Exercises to complete:
a) In the thread below about matrix equations, what vector also solves Ax = b when u solves Ax = b and v solves Ax = 0?
b) For each statement, say whether it agrees with the thread below about matrix equations, and quote the words from the thread that decide it. (i) The thread says that if Ax=b has more than one solution, Ax=0 must have some non-trivial solution. (ii) One reply guesses that A stands for a plain number. (iii) The thread says that only u + v, and not u plus a multiple of v, solves Ax = b.
++++ Reading text ++++
Question

True or False? If Ax=b has infinitely many solutions then so does Ax=0? And if Ax=b is inconsistent then Ax=0 has only trivial solution

Answer 1

Could someone help explain?

Answer 2

are we dealing with numbers or matrices? that capital A makes me think of a matrix

Answer 3

Yes it is with matrix

Answer 4

my gut says matrix

Answer 5

ah ok, so the first one is true. if Ax=b has more than one solution, then that means Ax= 0 must have some non-trivial solution. For example, if the vector u is a solution to Ax = b, and if a vector v is a solution to Ax = 0, then the vector (u + v) is also a solution to Ax = b because:
A(u+v) = Au+Av = b+0 = b

Answer 6

also any multiple of v will work along with u as well:
A(u+cv) = Au+A(cv) = b+cAv = b + c*0 = b + 0 = b
so any scalar multiple of v + u will be a solution.
++++ Source data ++++
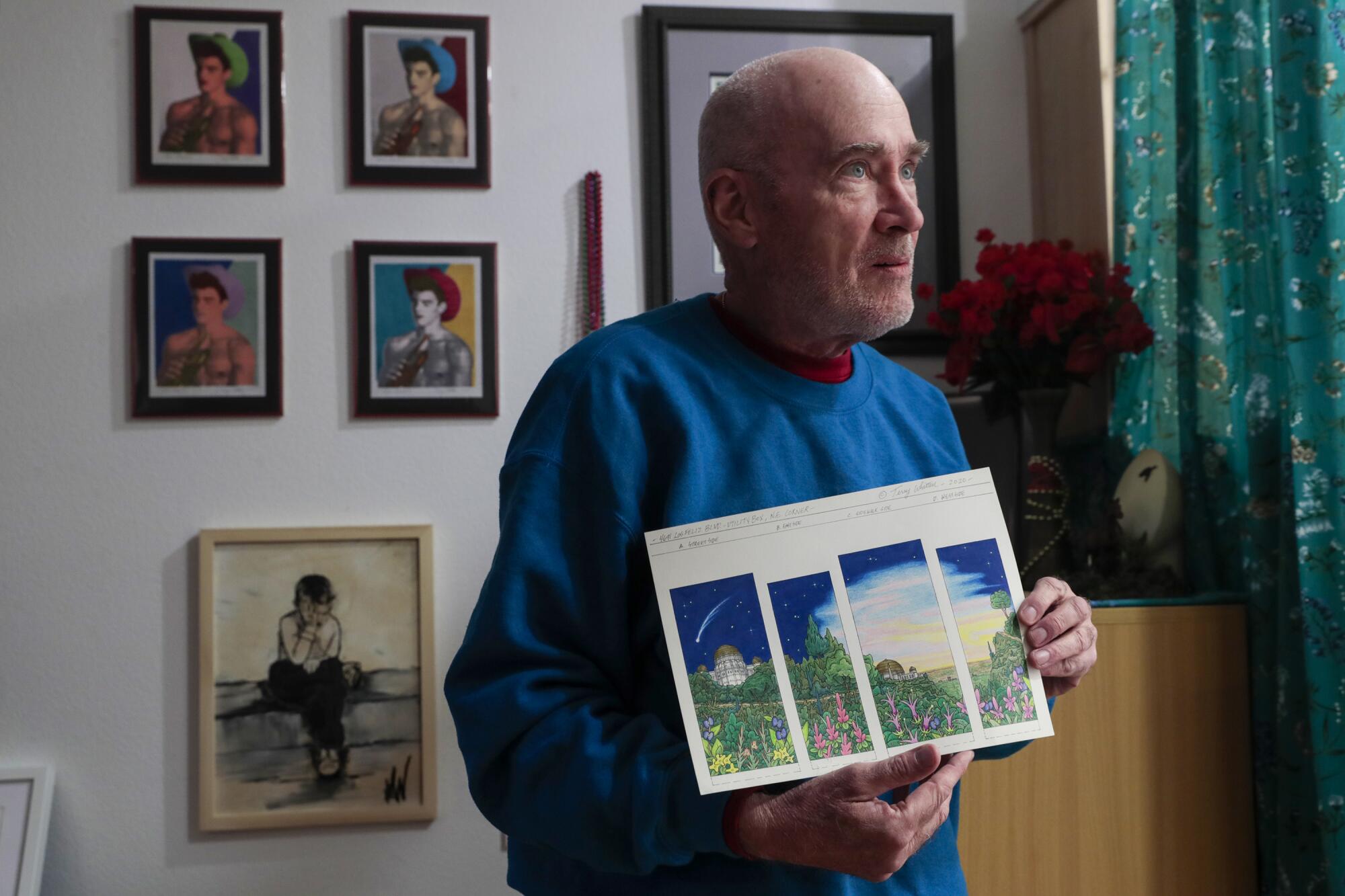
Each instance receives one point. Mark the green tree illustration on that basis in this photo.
(813, 641)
++++
Answers:
a) The vector (u + v).

b)
(i) Yes: "if Ax=b has more than one solution, then that means Ax= 0 must have some non-trivial solution."
(ii) No: "that capital A makes me think of a matrix"
(iii) No: "so any scalar multiple of v + u will be a solution."